▸ WHAT YOU NEED TO DO: Retype every line of the listing below without changing anything.

[Items taken from a dataset]

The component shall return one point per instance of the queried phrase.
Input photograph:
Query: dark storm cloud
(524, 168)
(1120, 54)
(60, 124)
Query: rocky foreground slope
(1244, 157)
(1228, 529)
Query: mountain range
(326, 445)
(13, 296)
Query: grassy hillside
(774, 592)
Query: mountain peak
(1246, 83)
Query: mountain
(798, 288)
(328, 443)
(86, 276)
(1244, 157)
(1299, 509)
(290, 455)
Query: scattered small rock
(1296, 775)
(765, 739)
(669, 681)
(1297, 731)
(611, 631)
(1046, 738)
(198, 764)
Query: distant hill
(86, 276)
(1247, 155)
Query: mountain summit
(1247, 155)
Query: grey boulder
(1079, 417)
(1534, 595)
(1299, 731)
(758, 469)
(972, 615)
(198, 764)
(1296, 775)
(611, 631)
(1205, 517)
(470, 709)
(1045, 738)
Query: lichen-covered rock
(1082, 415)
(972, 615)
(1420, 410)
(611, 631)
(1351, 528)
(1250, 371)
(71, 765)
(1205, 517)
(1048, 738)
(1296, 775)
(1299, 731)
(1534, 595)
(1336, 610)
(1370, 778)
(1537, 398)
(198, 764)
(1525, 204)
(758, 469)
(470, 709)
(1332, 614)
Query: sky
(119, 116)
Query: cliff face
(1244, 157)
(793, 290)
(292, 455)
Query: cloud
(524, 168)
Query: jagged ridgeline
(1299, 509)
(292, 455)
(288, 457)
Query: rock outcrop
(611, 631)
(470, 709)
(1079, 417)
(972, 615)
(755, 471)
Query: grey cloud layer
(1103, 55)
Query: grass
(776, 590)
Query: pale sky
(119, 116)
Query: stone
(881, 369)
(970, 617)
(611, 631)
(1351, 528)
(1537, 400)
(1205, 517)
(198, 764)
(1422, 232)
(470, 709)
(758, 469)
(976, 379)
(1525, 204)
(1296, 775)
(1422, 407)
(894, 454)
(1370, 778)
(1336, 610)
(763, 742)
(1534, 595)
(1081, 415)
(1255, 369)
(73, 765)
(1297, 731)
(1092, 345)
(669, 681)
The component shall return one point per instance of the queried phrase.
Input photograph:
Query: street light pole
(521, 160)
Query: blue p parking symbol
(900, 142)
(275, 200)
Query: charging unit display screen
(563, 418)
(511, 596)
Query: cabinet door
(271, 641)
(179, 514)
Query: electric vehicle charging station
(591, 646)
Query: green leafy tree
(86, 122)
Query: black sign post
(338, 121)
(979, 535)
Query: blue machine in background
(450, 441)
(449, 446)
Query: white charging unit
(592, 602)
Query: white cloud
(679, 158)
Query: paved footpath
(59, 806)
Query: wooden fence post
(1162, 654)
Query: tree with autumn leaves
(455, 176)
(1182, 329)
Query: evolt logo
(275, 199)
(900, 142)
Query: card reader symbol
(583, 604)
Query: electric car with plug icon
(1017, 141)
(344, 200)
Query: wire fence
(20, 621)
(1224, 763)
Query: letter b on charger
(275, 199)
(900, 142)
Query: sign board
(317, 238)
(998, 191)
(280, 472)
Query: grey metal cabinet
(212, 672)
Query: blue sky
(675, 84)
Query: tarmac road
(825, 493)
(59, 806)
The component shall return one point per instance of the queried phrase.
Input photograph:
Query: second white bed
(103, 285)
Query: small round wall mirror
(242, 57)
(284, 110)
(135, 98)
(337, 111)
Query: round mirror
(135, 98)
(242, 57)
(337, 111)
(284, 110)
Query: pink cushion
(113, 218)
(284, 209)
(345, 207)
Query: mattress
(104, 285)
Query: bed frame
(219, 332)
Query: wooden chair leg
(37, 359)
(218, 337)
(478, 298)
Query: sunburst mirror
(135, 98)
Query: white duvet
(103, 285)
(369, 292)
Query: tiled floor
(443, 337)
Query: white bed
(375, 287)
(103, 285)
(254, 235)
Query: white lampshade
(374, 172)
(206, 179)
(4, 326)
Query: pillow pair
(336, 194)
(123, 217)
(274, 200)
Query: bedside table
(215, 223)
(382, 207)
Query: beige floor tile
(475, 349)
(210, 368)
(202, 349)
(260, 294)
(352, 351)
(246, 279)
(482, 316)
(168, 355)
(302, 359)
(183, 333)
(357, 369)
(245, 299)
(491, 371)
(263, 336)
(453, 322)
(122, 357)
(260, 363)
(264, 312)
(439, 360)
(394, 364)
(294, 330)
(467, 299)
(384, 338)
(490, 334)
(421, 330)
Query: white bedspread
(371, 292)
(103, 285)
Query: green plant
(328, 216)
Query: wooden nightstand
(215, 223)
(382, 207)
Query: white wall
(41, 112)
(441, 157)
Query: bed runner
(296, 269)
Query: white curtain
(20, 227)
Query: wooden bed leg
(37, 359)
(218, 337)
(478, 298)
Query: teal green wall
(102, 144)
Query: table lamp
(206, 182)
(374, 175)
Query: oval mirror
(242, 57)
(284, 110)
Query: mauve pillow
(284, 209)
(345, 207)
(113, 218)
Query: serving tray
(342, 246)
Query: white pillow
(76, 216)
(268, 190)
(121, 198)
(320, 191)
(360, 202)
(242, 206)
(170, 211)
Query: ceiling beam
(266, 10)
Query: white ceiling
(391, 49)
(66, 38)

▸ THE SOLUTION:
The component shall return one point per instance of the queried phrase.
Input photograph:
Query: dark storm cloud
(524, 168)
(1120, 54)
(60, 124)
Query: rocky foreground slope
(1244, 157)
(1228, 529)
Query: mountain range
(326, 445)
(13, 296)
Query: grassy hillside
(774, 592)
Query: mountain peak
(1246, 83)
Query: mountain
(798, 288)
(328, 443)
(86, 276)
(1244, 157)
(1299, 509)
(290, 455)
Query: scattered small rock
(1296, 775)
(765, 739)
(669, 681)
(1297, 731)
(611, 631)
(1046, 738)
(198, 764)
Query: distant hill
(86, 276)
(1247, 155)
Query: mountain summit
(1247, 155)
Query: grey boulder
(1079, 417)
(1534, 595)
(1299, 731)
(758, 469)
(972, 615)
(198, 764)
(1296, 775)
(611, 631)
(1205, 517)
(470, 709)
(1045, 738)
Query: lichen-covered rock
(1082, 415)
(972, 615)
(1420, 410)
(611, 631)
(1351, 528)
(1250, 371)
(71, 765)
(1205, 517)
(1048, 738)
(1296, 775)
(1299, 731)
(1534, 595)
(1336, 610)
(1370, 778)
(1537, 398)
(198, 764)
(1525, 204)
(758, 469)
(470, 709)
(1332, 614)
Query: sky
(119, 116)
Query: cliff face
(1244, 157)
(793, 290)
(292, 455)
Query: cloud
(524, 168)
Query: jagged ridgeline
(1299, 509)
(292, 455)
(288, 457)
Query: rock outcrop
(611, 631)
(470, 709)
(1079, 417)
(972, 615)
(755, 471)
Query: grey cloud layer
(1103, 55)
Query: grass
(776, 590)
Query: pale sky
(119, 116)
Query: stone
(881, 369)
(970, 617)
(611, 631)
(1351, 528)
(1537, 400)
(1205, 517)
(198, 764)
(1422, 232)
(470, 709)
(758, 469)
(976, 379)
(1525, 204)
(1296, 775)
(1422, 407)
(894, 454)
(1370, 778)
(1336, 610)
(763, 742)
(1534, 595)
(1081, 415)
(1255, 369)
(73, 765)
(1297, 731)
(1092, 345)
(669, 681)
The component shall return one point per instance of the queried phrase.
Input photograph:
Query: street light pole
(521, 160)
Query: blue p parking symbol
(900, 142)
(275, 200)
Query: charging unit display screen
(563, 418)
(511, 596)
Query: cabinet door
(271, 641)
(179, 514)
Query: electric vehicle charging station
(591, 646)
Query: green leafy tree
(86, 122)
Query: black sign post
(338, 121)
(979, 535)
Query: blue machine in background
(450, 441)
(449, 446)
Query: white charging unit
(592, 602)
Query: white cloud
(679, 158)
Query: paved footpath
(59, 806)
Query: wooden fence post
(1162, 654)
Query: tree with autumn leaves
(455, 176)
(1182, 329)
Query: evolt logo
(275, 199)
(900, 142)
Query: card reader symbol
(583, 604)
Query: electric car with plug icon
(1017, 141)
(344, 200)
Query: wire fence
(20, 621)
(1224, 763)
Query: letter b on charger
(275, 199)
(900, 142)
Query: sign board
(317, 238)
(998, 191)
(280, 472)
Query: grey metal cabinet
(212, 672)
Query: blue sky
(675, 84)
Query: tarmac road
(825, 493)
(59, 806)
The component shall return one point per instance of the queried phrase.
Input photograph:
Query: second white bed
(103, 285)
Query: small round wall mirror
(242, 57)
(284, 110)
(135, 98)
(337, 111)
Query: round mirror
(135, 98)
(242, 57)
(337, 111)
(284, 110)
Query: pink cushion
(113, 218)
(284, 209)
(345, 207)
Query: mattress
(104, 285)
Query: bed frame
(219, 332)
Query: wooden chair leg
(37, 359)
(218, 337)
(478, 298)
Query: sunburst mirror
(135, 98)
Query: white duvet
(103, 285)
(369, 292)
Query: tiled floor
(443, 337)
Query: white bed
(375, 287)
(103, 285)
(254, 235)
Query: white lampshade
(374, 172)
(206, 179)
(4, 326)
Query: pillow pair
(336, 194)
(123, 217)
(274, 200)
Query: bedside table
(215, 223)
(382, 207)
Query: beige floor tile
(475, 349)
(210, 368)
(202, 349)
(260, 294)
(352, 351)
(246, 279)
(482, 316)
(168, 355)
(302, 359)
(183, 333)
(357, 369)
(245, 299)
(491, 371)
(263, 336)
(453, 322)
(122, 357)
(260, 363)
(264, 312)
(439, 360)
(394, 364)
(294, 330)
(467, 299)
(384, 338)
(490, 334)
(421, 330)
Query: white bedspread
(371, 292)
(103, 285)
Query: green plant
(328, 216)
Query: wooden nightstand
(215, 223)
(382, 207)
Query: white wall
(41, 112)
(441, 157)
Query: bed runner
(296, 269)
Query: white curtain
(20, 227)
Query: wooden bed leg
(37, 359)
(218, 337)
(478, 298)
Query: teal green wall
(102, 144)
Query: table lamp
(206, 182)
(374, 175)
Query: oval mirror
(242, 57)
(284, 110)
Query: mauve pillow
(284, 209)
(345, 207)
(113, 218)
Query: serving tray
(342, 246)
Query: white pillow
(76, 216)
(268, 190)
(121, 198)
(320, 191)
(360, 202)
(242, 206)
(170, 211)
Query: ceiling beam
(266, 10)
Query: white ceiling
(391, 49)
(66, 38)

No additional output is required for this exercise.